Write the records out once more, exactly as they appear below.

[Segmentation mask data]
Content starts
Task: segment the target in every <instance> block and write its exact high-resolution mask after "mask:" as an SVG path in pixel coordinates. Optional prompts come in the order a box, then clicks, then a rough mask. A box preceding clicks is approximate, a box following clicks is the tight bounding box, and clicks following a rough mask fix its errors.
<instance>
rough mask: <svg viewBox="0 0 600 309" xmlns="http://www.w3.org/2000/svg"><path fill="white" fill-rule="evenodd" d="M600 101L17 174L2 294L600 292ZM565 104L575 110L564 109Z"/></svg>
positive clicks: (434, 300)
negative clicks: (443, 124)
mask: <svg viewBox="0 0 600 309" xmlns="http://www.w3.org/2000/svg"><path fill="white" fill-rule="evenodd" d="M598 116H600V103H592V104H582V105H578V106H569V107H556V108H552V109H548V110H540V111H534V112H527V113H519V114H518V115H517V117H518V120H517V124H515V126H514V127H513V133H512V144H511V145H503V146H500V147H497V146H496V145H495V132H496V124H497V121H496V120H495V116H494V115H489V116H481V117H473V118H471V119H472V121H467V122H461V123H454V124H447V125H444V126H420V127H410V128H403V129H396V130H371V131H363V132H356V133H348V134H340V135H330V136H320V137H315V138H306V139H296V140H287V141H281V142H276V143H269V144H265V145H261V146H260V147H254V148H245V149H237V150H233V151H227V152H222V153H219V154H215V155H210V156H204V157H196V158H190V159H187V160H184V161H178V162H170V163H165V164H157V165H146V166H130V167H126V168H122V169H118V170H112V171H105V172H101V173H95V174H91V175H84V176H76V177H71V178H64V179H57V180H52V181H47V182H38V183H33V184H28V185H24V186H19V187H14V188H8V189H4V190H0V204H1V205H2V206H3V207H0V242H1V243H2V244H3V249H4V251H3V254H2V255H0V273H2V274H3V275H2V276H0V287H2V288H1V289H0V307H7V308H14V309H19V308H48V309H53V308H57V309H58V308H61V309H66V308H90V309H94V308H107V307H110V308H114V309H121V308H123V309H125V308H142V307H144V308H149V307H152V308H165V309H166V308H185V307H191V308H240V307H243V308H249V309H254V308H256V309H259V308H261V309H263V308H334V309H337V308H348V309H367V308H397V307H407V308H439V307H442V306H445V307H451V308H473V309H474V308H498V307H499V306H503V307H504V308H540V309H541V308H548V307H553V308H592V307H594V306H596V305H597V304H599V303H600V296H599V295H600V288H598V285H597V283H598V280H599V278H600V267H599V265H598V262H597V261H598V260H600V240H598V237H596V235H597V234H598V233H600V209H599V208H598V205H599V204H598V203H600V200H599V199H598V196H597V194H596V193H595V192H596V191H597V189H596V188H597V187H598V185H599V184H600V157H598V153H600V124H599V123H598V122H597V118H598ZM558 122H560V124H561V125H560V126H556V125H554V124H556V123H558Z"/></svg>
Content ends
> [Expected answer]:
Task: segment the target in every <instance> block and write its exact high-resolution mask after "mask:" as an SVG path in pixel coordinates. Optional prompts come in the order a box, then clicks, then a rough mask. A box preceding clicks is approximate, a box following clicks is the tight bounding box, and clicks following a rough mask fix its errors.
<instance>
rough mask: <svg viewBox="0 0 600 309" xmlns="http://www.w3.org/2000/svg"><path fill="white" fill-rule="evenodd" d="M600 101L17 174L2 294L600 292ZM565 104L575 110L564 109Z"/></svg>
positive clicks: (434, 300)
negative clicks: (443, 124)
mask: <svg viewBox="0 0 600 309" xmlns="http://www.w3.org/2000/svg"><path fill="white" fill-rule="evenodd" d="M598 116H600V103H592V104H582V105H578V106H569V107H556V108H552V109H548V110H540V111H534V112H527V113H519V114H518V115H517V117H518V120H517V124H515V126H514V127H513V133H512V144H511V145H503V146H500V147H497V146H496V145H495V132H496V124H497V121H496V120H495V116H494V115H489V116H481V117H473V118H471V119H472V121H467V122H461V123H454V124H447V125H444V126H420V127H410V128H403V129H396V130H371V131H363V132H356V133H348V134H340V135H330V136H320V137H315V138H306V139H296V140H287V141H281V142H276V143H269V144H265V145H261V146H260V147H254V148H245V149H237V150H233V151H227V152H222V153H219V154H215V155H210V156H204V157H196V158H190V159H187V160H184V161H178V162H170V163H165V164H157V165H146V166H130V167H126V168H122V169H118V170H112V171H105V172H101V173H95V174H91V175H84V176H76V177H71V178H64V179H57V180H52V181H47V182H38V183H33V184H28V185H24V186H19V187H14V188H8V189H4V190H0V204H1V205H2V206H3V207H0V242H1V243H2V244H3V249H4V251H3V254H2V255H0V273H2V274H3V275H2V276H0V287H2V288H1V289H0V307H7V308H14V309H19V308H48V309H53V308H57V309H58V308H61V309H66V308H90V309H94V308H107V307H110V308H114V309H121V308H123V309H125V308H142V307H144V308H149V307H152V308H165V309H166V308H185V307H191V308H240V307H243V308H249V309H254V308H256V309H259V308H261V309H263V308H334V309H337V308H348V309H367V308H397V307H407V308H439V307H442V306H445V307H451V308H473V309H474V308H498V307H499V306H503V307H504V308H540V309H541V308H548V307H553V308H592V307H594V306H596V305H597V304H599V303H600V296H599V295H600V288H598V285H597V283H598V280H599V278H600V267H599V265H598V262H597V261H598V260H600V240H598V237H596V235H597V234H598V233H600V209H599V208H598V205H599V204H598V203H600V200H599V199H598V196H597V194H596V193H595V192H596V191H597V189H596V188H597V187H598V185H599V184H600V157H598V153H600V124H599V123H598V122H597V118H598ZM558 122H560V124H561V125H560V126H556V125H554V124H556V123H558Z"/></svg>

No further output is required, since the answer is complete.